▶ _Exercise A_: From the Gaza news report, reproduce word for word the part that opens with the words containing "In Gaza, the" and closes with "he was released.".
▶ _Exercise B_: According to the Gaza news report, how many people did the Israeli army say it detained at Shifa Hospital?
▶ _Exercise C_: List every specific place inside Gaza that the Gaza news report names.

▶ _Text provided_:

AMY GOODMAN: This is Democracy Now!, democracynow.org, The War and Peace Report. I’m Amy Goodman.

In Gaza, the Israeli military’s brutal attack on Shifa Hospital, the largest hospital in Gaza, is continuing for the third day. Dozens have been killed, others forced to evacuate amidst intense bombardment and shelling on the hospital and surrounding area. Tens of thousands of wounded and displaced Palestinians have been seeking shelter at Shifa. The Israeli army said in a statement it had, quote, “eliminated” 90 people at the hospital and detained 300. Among those arrested was Al Jazeera journalist Mahmoud Eliwa. His arrest comes two days after another Al Jazeera journalist, Ismail al-Ghoul, was beaten, stripped naked and detained in the cold for 12 hours before he was released.

Elsewhere in Gaza, 24 people were killed in an Israeli attack at the Kuwait Roundabout, where Palestinians had gathered for aid. Another 27 were killed in an Israeli attack on the Nuseirat refugee camp in central Gaza. Among those killed yesterday was Raed al-Banna, the director of police investigations in northern Gaza, responsible for securing and facilitating the entry of aid trucks into northern Gaza. His death comes one day after Israeli forces killed another senior police officer in Gaza, Faiq Mabhouh, who was in charge of coordinating aid distribution in the north. This comes as the World Health Organization warned Tuesday many infants in Gaza are on the “brink of death” due to the lack of food.

Meanwhile, Israeli Prime Minister Benjamin Netanyahu repeated his determination to invade Gaza’s southernmost town, Rafah, where some 1.4 million people from across Gaza have been forcibly displaced. On Monday, Netanyahu agreed in a phone call with President Biden to send a team of Israeli officials to Washington to meet with Biden administration officials, after Biden urged him to find an “alternative approach” to a full-scale ground invasion of Rafah. But on Tuesday, Netanyahu told a parliamentary committee that while he would listen to U.S. proposals “out of respect” for Biden, he said, quote, “We are determined to complete the elimination of these Hamas battalions in Rafah. There’s no way to do this without a ground incursion,” he said.

▶ _The data_:

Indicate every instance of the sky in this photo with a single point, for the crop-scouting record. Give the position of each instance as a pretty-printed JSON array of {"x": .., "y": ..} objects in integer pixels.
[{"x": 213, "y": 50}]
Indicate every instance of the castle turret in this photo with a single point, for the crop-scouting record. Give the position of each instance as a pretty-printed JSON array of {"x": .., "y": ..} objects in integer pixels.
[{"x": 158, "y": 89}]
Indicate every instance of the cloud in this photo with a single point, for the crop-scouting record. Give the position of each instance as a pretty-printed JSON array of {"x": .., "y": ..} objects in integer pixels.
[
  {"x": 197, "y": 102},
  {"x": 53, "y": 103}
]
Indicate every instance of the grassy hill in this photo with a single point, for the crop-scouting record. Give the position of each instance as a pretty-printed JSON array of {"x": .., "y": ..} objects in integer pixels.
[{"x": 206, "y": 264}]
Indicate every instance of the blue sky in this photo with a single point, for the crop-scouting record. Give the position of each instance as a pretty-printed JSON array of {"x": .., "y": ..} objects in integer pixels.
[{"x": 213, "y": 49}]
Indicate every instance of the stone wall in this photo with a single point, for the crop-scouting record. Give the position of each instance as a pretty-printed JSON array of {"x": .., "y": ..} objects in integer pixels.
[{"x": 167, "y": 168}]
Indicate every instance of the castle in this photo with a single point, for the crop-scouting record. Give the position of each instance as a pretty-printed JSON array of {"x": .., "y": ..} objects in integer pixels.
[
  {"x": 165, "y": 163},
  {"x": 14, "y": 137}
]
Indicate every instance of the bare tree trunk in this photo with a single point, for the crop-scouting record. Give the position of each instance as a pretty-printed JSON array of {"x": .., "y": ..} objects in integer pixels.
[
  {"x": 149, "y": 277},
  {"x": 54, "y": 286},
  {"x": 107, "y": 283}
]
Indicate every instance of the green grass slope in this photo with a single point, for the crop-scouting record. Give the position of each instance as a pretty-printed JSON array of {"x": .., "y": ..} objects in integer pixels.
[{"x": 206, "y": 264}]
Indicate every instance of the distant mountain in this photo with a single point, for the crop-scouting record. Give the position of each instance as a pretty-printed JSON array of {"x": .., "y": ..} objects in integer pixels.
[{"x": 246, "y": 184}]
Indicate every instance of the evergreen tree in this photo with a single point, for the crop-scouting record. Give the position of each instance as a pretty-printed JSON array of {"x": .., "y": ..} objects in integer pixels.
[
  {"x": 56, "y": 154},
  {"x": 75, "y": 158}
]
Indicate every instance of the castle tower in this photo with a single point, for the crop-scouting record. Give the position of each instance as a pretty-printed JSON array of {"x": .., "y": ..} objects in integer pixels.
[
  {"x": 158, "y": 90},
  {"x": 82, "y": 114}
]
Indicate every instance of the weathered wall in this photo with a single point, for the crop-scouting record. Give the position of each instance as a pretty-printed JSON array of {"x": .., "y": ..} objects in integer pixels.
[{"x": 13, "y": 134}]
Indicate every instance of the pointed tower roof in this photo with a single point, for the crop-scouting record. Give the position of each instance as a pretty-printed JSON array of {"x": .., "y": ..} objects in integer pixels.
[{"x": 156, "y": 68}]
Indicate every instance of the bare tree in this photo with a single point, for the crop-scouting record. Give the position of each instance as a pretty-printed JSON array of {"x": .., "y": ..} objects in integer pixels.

▶ _Written response A_:
In Gaza, the Israeli military’s brutal attack on Shifa Hospital, the largest hospital in Gaza, is continuing for the third day. Dozens have been killed, others forced to evacuate amidst intense bombardment and shelling on the hospital and surrounding area. Tens of thousands of wounded and displaced Palestinians have been seeking shelter at Shifa. The Israeli army said in a statement it had, quote, “eliminated” 90 people at the hospital and detained 300. Among those arrested was Al Jazeera journalist Mahmoud Eliwa. His arrest comes two days after another Al Jazeera journalist, Ismail al-Ghoul, was beaten, stripped naked and detained in the cold for 12 hours before he was released.

▶ _Written response B_: 300 people.

▶ _Written response C_:
Shifa Hospital
Kuwait Roundabout
Nuseirat refugee camp
Rafah